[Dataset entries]
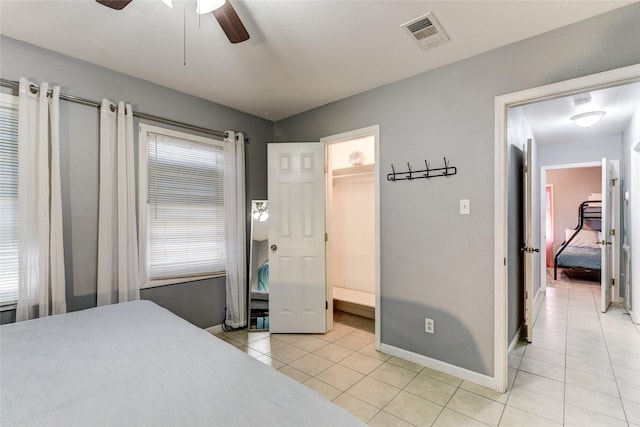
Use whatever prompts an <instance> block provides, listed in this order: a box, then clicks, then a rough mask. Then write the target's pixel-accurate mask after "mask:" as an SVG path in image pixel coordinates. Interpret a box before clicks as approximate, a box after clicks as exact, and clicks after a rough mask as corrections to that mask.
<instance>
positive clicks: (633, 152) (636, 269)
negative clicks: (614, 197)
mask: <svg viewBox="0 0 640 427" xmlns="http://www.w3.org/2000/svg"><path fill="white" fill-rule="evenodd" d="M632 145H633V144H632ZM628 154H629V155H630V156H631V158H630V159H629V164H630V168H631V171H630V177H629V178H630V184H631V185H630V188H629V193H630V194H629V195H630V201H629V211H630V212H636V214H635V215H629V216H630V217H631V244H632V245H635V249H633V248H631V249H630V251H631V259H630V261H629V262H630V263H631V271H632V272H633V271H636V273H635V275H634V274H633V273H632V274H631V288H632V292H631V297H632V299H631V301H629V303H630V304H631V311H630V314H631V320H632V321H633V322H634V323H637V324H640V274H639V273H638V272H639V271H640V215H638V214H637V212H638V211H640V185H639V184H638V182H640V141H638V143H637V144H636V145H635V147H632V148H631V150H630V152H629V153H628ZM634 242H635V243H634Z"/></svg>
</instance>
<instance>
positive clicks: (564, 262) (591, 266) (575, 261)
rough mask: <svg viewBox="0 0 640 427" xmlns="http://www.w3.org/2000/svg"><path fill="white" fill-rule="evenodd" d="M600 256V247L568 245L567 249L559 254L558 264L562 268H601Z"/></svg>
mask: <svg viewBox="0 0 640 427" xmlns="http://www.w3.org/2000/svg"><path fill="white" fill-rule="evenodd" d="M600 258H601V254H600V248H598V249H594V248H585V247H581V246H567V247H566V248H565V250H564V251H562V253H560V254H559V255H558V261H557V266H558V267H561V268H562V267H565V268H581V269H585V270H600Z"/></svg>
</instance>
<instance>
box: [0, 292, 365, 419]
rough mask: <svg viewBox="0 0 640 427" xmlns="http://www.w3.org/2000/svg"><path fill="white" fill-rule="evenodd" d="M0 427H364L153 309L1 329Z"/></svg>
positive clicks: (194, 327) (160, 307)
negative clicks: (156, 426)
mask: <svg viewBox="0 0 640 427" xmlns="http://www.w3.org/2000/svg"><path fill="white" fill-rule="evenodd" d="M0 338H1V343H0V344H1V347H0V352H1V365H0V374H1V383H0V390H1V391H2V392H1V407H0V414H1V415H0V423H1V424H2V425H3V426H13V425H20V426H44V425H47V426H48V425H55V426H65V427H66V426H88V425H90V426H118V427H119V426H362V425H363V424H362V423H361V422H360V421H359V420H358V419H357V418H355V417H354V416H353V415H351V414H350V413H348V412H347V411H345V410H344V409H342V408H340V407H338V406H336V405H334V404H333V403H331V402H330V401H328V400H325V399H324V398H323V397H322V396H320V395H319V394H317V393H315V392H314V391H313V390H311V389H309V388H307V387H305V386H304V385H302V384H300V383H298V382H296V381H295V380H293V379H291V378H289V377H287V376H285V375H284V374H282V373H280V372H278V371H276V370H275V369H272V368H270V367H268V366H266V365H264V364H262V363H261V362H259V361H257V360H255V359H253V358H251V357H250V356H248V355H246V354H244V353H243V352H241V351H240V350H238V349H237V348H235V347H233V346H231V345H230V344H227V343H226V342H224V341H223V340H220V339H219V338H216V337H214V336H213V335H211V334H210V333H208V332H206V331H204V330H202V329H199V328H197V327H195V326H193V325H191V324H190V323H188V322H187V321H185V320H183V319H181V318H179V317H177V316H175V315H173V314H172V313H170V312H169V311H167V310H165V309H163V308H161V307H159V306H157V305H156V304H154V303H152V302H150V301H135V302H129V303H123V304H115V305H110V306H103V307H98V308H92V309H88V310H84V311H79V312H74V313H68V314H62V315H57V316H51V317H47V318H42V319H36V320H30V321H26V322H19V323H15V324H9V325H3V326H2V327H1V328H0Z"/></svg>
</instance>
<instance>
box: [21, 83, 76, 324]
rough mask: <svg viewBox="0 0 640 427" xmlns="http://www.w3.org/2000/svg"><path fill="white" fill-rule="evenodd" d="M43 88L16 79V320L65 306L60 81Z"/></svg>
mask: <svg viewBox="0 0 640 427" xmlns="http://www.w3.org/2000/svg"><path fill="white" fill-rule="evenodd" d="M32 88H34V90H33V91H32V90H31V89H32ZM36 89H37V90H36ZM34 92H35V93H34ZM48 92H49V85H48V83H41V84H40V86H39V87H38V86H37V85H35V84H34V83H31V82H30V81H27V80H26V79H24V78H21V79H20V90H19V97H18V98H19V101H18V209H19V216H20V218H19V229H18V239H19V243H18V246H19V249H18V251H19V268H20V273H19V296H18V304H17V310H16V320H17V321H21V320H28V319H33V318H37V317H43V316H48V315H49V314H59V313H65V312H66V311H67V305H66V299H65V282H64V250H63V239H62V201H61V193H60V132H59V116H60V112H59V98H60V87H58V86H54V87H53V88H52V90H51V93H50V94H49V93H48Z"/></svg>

==

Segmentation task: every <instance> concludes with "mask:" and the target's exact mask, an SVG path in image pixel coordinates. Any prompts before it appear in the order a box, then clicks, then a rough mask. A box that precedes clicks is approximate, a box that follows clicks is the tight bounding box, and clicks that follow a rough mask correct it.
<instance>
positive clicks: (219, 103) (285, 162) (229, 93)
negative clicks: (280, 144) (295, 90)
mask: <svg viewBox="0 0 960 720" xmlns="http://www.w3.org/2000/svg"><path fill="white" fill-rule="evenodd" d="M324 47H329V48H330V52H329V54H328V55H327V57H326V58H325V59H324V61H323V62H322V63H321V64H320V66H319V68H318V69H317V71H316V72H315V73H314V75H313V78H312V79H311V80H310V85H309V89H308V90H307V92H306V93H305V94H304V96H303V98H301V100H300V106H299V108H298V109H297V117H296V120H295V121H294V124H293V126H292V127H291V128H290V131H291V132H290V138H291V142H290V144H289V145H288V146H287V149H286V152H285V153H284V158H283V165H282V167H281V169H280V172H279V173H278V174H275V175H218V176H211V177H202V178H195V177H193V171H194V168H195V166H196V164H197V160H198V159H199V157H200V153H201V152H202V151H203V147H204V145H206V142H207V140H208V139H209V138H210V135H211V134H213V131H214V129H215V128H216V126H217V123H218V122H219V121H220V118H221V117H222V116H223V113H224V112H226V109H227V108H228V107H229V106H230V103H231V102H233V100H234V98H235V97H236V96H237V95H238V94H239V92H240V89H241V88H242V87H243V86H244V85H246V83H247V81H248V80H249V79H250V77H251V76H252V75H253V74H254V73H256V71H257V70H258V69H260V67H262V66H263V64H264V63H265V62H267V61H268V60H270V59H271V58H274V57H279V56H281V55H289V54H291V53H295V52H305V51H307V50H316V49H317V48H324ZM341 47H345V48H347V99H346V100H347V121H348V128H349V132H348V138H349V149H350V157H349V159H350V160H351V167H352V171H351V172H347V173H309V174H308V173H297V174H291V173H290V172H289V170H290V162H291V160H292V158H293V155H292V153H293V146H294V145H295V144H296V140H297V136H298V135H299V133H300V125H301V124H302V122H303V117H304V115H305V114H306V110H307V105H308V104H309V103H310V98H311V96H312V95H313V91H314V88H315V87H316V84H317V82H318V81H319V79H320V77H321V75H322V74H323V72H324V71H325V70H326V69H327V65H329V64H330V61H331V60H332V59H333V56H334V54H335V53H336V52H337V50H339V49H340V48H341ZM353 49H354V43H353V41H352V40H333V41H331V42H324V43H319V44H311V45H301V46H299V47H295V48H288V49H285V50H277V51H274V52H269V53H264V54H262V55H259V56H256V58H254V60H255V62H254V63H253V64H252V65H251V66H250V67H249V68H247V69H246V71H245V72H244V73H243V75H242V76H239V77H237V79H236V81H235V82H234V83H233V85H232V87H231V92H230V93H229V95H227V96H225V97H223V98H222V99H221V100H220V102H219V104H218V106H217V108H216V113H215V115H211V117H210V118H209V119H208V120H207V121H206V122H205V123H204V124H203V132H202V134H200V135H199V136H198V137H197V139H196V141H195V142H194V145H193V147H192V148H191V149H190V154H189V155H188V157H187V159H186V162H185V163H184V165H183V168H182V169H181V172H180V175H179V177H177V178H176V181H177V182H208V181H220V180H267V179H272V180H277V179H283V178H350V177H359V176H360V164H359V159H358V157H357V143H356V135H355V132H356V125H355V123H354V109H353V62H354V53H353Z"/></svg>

*INSTRUCTIONS TO FOLLOW:*
Convert the portion of the entries above that opens with the line containing "Use whatever prompts" and closes with the line containing "negative clicks: (614, 197)" into a JSON list of strings, one string per line, omitting any blank lines.

*EXERCISE RESULT:*
[
  "Use whatever prompts an <instance> block provides, listed in this order: a box, then clicks, then a rough mask. Then write the target's pixel-accurate mask after \"mask:\" as an SVG path in image pixel coordinates. Interpret a box before clicks as approximate, a box after clicks as exact, and clicks after a rough mask as corrections to that mask.",
  "<instance>",
  "positive clicks: (633, 152) (636, 269)",
  "negative clicks: (614, 197)"
]